### The task
List every line in the entries below that contains the word "cloud", copying each line in full.

### Excerpted records
▽
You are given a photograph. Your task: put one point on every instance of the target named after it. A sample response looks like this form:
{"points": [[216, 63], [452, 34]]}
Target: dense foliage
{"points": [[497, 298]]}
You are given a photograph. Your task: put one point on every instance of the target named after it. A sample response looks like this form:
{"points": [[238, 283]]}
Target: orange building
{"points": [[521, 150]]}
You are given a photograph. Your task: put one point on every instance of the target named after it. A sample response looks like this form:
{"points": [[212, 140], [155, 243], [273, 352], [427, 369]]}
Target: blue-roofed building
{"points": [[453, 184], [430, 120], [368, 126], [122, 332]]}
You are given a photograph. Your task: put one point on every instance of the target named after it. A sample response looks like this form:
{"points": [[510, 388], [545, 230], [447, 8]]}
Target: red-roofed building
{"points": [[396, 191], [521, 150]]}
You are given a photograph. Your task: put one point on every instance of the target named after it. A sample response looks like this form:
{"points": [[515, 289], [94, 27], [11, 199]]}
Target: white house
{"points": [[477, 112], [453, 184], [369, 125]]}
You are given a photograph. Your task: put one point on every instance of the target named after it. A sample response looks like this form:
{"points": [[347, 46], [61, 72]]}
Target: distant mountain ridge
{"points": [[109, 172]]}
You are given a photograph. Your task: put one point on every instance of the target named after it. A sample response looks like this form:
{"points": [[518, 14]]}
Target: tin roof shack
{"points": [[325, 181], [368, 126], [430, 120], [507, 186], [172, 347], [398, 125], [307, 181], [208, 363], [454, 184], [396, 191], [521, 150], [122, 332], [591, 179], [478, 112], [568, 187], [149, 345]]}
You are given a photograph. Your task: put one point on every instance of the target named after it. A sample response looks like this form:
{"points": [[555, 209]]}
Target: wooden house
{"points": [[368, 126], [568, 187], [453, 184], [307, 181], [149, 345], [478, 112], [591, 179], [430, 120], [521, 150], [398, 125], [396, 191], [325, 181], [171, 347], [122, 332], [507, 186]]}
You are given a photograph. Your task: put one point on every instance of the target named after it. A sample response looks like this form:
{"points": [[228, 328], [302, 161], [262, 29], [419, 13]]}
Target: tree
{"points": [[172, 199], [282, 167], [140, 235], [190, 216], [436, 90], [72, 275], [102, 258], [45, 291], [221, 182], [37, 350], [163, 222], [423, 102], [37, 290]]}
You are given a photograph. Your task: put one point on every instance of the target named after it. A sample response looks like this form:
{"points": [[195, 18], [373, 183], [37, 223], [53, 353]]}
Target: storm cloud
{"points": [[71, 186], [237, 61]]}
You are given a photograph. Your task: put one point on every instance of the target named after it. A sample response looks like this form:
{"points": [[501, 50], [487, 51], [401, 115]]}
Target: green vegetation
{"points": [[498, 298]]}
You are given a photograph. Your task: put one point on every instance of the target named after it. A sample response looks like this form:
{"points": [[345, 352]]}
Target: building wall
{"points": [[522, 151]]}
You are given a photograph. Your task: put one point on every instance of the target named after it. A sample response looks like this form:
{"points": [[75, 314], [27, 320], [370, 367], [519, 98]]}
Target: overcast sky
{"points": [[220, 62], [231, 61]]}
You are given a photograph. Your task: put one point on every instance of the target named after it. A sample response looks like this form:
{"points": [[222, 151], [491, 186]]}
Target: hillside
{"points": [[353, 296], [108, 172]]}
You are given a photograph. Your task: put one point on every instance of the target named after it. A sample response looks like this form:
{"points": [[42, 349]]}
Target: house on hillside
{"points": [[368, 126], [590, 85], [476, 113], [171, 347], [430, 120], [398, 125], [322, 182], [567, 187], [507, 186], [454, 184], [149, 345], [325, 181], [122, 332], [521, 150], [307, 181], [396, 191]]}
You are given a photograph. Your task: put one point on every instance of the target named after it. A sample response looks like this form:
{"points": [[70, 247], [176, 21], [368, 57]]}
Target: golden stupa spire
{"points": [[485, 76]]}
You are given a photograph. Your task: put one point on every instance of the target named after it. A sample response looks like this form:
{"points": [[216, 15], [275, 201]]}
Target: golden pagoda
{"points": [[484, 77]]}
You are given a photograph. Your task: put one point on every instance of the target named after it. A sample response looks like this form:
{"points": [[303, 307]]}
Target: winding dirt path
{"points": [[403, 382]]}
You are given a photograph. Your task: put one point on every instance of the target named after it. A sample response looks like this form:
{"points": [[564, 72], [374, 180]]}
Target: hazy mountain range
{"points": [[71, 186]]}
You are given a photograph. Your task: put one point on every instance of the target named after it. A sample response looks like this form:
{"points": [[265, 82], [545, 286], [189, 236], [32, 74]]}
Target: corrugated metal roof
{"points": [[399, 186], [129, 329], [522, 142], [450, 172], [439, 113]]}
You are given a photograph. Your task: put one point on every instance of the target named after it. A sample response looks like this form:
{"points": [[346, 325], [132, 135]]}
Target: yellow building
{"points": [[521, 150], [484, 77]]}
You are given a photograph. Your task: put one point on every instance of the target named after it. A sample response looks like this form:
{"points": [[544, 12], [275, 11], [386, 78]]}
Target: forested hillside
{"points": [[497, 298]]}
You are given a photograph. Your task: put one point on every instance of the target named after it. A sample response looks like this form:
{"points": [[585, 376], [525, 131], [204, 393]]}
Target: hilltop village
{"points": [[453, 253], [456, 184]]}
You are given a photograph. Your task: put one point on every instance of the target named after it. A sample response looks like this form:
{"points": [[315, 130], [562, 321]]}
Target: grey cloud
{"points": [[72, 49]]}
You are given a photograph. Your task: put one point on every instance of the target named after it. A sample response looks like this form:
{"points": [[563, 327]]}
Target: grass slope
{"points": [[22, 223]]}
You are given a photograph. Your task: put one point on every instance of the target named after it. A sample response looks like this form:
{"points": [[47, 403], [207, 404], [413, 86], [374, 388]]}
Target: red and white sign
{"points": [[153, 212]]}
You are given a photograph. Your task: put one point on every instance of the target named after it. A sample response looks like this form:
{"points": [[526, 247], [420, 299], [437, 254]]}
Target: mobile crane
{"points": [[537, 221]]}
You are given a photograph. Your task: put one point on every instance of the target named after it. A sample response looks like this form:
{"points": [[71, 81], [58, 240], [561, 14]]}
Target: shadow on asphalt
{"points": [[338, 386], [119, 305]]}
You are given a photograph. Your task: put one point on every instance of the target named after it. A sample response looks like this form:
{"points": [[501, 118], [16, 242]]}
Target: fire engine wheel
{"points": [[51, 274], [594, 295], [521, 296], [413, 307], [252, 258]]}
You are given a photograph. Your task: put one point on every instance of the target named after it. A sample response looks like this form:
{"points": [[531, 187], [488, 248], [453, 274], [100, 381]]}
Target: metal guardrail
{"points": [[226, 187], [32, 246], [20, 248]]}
△
### Output of the task
Target: storm cloud
Target: grey cloud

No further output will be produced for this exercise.